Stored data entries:
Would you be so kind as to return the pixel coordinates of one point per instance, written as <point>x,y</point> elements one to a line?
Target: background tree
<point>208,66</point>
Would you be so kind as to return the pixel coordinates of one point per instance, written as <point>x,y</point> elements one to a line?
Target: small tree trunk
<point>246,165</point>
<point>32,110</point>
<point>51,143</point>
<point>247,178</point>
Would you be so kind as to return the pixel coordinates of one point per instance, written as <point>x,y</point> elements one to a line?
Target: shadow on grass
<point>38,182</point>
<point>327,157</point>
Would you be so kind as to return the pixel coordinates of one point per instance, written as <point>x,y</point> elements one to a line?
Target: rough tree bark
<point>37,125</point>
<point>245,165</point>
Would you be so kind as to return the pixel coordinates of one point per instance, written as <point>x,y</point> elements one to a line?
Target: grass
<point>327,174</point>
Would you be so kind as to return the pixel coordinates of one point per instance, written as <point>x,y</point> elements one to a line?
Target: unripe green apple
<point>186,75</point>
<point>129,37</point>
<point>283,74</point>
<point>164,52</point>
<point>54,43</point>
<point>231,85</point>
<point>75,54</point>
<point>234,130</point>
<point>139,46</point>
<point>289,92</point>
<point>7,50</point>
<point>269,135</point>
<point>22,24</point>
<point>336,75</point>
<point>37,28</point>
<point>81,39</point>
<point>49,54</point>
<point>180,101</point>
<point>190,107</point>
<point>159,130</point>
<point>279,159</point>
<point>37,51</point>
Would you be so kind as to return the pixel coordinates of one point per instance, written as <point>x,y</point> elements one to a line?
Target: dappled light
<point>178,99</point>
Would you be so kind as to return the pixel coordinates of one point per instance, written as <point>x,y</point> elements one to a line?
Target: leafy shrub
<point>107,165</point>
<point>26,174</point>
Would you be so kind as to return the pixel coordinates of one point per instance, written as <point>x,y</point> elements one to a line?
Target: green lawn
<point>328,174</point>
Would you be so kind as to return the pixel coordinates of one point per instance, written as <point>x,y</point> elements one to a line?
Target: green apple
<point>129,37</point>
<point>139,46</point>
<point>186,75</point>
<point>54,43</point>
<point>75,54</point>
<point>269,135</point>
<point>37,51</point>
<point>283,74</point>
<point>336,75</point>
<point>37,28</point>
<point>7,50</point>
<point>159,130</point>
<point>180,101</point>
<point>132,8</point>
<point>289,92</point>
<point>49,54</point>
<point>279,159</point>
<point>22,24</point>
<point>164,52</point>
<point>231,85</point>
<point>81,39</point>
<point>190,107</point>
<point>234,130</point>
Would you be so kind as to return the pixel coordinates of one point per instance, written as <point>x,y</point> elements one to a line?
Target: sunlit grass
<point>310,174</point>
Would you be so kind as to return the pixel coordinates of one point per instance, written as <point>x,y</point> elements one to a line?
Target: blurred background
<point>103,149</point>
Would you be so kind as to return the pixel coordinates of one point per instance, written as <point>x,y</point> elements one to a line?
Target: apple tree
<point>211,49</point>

### The problem
Produce the entries again, character for character.

### Written solution
Would you be so kind as to return the pixel coordinates of one point per instance, written as <point>x,y</point> elements one to a line?
Target: background tree
<point>208,66</point>
Would you be so kind as to return the pixel coordinates of one point per instance, written as <point>x,y</point> elements one to a line?
Target: small tree trunk
<point>246,165</point>
<point>32,110</point>
<point>51,143</point>
<point>247,178</point>
Would you be so kind as to return the pixel coordinates of one point per instance, written as <point>x,y</point> elements one to a line?
Target: shadow on grass
<point>38,182</point>
<point>327,157</point>
Would you be so kind as to return the pixel coordinates of one point per instance, written as <point>x,y</point> elements one to a line?
Target: rough tree bark
<point>37,125</point>
<point>245,165</point>
Would you be so kind as to return the pixel coordinates of one point per instance, written as <point>x,y</point> elements one to a line?
Target: grass
<point>327,174</point>
Would you be so kind as to return the pixel coordinates of one point per instance, written as <point>x,y</point> elements one to a line?
Target: unripe green apple
<point>186,75</point>
<point>129,37</point>
<point>283,74</point>
<point>164,52</point>
<point>54,43</point>
<point>231,85</point>
<point>75,54</point>
<point>234,130</point>
<point>139,46</point>
<point>289,92</point>
<point>7,50</point>
<point>269,135</point>
<point>22,24</point>
<point>336,75</point>
<point>37,28</point>
<point>81,39</point>
<point>49,54</point>
<point>180,101</point>
<point>190,107</point>
<point>159,130</point>
<point>279,159</point>
<point>37,51</point>
Would you be so kind as to return the pixel coordinates of one point per instance, written as <point>x,y</point> elements one to a line?
Target: dappled light
<point>178,99</point>
Would you be so kind as to return the pixel coordinates of one point per instance, written as <point>x,y</point> elements one to a line?
Target: leafy shrub
<point>107,165</point>
<point>26,174</point>
Would you be so kind as to return the pixel coordinates of one point per instance, written as <point>x,y</point> elements one to a line?
Target: green lawn
<point>328,174</point>
Would you be so kind as to return the pixel coordinates of one point per instance, written as <point>x,y</point> elements one to a line?
Target: green apple
<point>129,37</point>
<point>139,46</point>
<point>186,75</point>
<point>54,43</point>
<point>75,54</point>
<point>269,135</point>
<point>37,51</point>
<point>283,74</point>
<point>336,75</point>
<point>37,28</point>
<point>7,50</point>
<point>159,130</point>
<point>180,101</point>
<point>132,8</point>
<point>289,92</point>
<point>49,54</point>
<point>279,159</point>
<point>22,24</point>
<point>164,52</point>
<point>231,85</point>
<point>81,39</point>
<point>190,107</point>
<point>234,130</point>
Would you be so kind as to return the pixel coordinates of one point per instance, written as <point>x,y</point> elements one to a line?
Target: sunlit grass
<point>310,174</point>
Would you be so kind as to return the pixel coordinates of one point per instance, written as <point>x,y</point> elements one to a line?
Target: blurred background
<point>103,149</point>
Would you be so kind as to return the pixel coordinates of one point per instance, written as <point>x,y</point> elements one to a line?
Target: apple tree
<point>211,49</point>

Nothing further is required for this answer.